Given exercise ▸ Beginning at the line containing "Drop one dot on each instance of the cliff face" and continuing to the end of the records below, give each line again exactly as it stands, and only those lines.

Point annotations for photos ▸

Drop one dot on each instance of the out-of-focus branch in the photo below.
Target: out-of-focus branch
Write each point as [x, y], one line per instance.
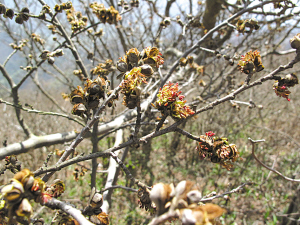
[237, 189]
[84, 131]
[73, 49]
[75, 213]
[253, 142]
[41, 112]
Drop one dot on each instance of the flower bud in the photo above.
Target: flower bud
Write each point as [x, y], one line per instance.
[295, 41]
[9, 13]
[51, 60]
[122, 66]
[24, 208]
[19, 19]
[2, 9]
[146, 70]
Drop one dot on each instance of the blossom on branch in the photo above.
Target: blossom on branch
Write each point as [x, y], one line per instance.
[218, 150]
[171, 101]
[251, 62]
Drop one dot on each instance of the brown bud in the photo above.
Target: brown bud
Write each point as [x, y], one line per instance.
[42, 15]
[79, 109]
[24, 208]
[9, 13]
[51, 60]
[146, 70]
[25, 10]
[25, 16]
[44, 55]
[183, 62]
[39, 221]
[226, 57]
[295, 41]
[59, 52]
[167, 21]
[13, 191]
[58, 8]
[122, 66]
[99, 33]
[2, 9]
[46, 8]
[160, 195]
[68, 5]
[19, 19]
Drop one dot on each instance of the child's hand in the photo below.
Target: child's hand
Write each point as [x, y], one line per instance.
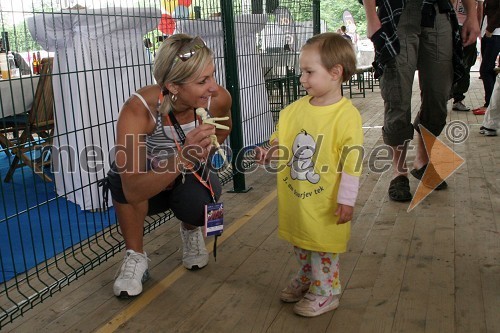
[344, 213]
[261, 155]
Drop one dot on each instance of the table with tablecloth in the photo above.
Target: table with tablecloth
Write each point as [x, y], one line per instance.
[16, 95]
[99, 60]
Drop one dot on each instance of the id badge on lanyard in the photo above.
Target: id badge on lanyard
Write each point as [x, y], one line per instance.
[214, 211]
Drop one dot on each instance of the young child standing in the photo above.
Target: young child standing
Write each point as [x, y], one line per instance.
[318, 149]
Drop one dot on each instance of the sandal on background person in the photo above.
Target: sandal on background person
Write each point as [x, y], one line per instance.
[419, 173]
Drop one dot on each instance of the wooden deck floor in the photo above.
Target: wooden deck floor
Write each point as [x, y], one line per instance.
[433, 269]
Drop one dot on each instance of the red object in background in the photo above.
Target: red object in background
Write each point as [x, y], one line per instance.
[167, 24]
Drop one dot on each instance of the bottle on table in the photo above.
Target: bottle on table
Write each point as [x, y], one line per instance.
[35, 65]
[4, 66]
[13, 70]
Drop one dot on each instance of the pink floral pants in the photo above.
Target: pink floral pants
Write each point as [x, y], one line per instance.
[320, 270]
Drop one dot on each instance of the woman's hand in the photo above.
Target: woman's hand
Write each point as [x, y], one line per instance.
[198, 144]
[261, 155]
[344, 213]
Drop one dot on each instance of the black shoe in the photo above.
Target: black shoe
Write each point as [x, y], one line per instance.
[419, 173]
[399, 189]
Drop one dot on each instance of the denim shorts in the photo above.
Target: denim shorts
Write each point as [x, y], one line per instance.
[186, 200]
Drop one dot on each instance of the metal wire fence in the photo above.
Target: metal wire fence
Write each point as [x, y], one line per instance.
[54, 227]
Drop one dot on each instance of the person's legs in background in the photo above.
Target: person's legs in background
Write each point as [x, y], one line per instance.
[490, 47]
[396, 89]
[435, 66]
[491, 121]
[462, 86]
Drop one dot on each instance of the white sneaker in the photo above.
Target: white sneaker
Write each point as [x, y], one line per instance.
[132, 274]
[194, 252]
[294, 292]
[459, 106]
[314, 305]
[490, 132]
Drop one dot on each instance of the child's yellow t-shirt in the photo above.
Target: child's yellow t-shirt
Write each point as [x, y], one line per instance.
[311, 142]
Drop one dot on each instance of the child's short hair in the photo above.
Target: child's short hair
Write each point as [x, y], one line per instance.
[334, 50]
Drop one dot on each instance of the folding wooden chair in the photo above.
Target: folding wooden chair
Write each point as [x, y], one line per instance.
[34, 128]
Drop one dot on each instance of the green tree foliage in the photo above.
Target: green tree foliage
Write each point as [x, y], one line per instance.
[332, 10]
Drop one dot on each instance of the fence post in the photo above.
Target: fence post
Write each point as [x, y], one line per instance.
[232, 85]
[316, 17]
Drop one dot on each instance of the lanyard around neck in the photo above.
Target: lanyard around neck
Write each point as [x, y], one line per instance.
[172, 122]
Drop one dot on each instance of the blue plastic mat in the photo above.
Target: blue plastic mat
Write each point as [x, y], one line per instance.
[35, 225]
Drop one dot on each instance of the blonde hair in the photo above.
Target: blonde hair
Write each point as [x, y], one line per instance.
[334, 50]
[169, 68]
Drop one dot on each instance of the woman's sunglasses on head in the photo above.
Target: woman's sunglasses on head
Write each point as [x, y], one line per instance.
[187, 51]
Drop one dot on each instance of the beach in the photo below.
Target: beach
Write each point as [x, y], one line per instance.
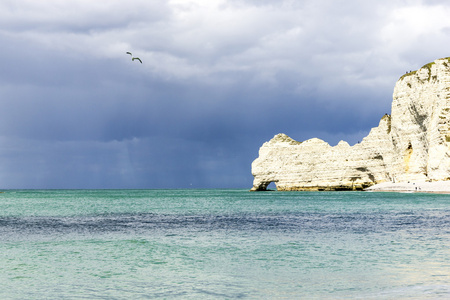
[439, 187]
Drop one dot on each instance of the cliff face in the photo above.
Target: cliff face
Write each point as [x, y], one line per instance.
[411, 144]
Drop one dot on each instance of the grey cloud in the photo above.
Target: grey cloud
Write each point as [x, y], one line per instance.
[218, 79]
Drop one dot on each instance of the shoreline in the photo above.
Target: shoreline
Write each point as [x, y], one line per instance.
[435, 187]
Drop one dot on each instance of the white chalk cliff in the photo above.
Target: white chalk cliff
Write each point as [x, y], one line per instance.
[411, 144]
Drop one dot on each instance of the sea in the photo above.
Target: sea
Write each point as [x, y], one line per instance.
[223, 244]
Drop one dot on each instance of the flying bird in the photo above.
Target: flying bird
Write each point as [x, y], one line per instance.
[133, 58]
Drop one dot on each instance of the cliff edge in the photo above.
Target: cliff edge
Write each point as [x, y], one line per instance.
[411, 144]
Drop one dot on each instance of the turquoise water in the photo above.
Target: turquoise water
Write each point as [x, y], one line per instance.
[223, 244]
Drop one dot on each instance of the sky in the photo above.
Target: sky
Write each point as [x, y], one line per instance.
[218, 79]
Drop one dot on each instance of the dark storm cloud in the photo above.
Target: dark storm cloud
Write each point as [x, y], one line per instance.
[218, 79]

Complete output ▸
Drop one dot on each instance of the cliff face in the photo above.
Target: cliff face
Write each point as [x, y], one line per instance.
[411, 144]
Drop one dot on each instance of the grey cloud in the photo above.
Target: grey cloud
Write each point as [x, y], one line per instance.
[218, 79]
Drop one dot on each instance of the shoreline in the photo above.
Target: shoreline
Write each point as [x, y], one line per instance.
[435, 187]
Drop one dot on each instance of the white chalk cliff in the photo above.
Target: white chalk cliff
Write each point as [x, y], one line per instance.
[411, 144]
Drop one dot on each instance of the sea in the photo above.
Target: sea
Write each point as [x, y], one line per instance.
[223, 244]
Drop one dot on each instance of the flying bird in the photo above.
Target: flying bird
Write each point as [x, y], one line per instance.
[133, 58]
Drop one dot on each instance of the cliff edge in the photo above.
Target: cliff edge
Write each point as [x, y], one line per instance.
[411, 144]
Drop one dot on each instance of the turquoise water in the photo above.
Target: turquoise water
Write each point as [x, y], one line per instance.
[223, 244]
Drop one dot on each instance of the sky in the photo above.
Target: sky
Write each point as [x, y], one line per instance.
[218, 79]
Drop one dot on each instance of the dark storm cloud in the photo above.
Target: dark storm cloud
Write each point as [x, y], one line per instance.
[218, 79]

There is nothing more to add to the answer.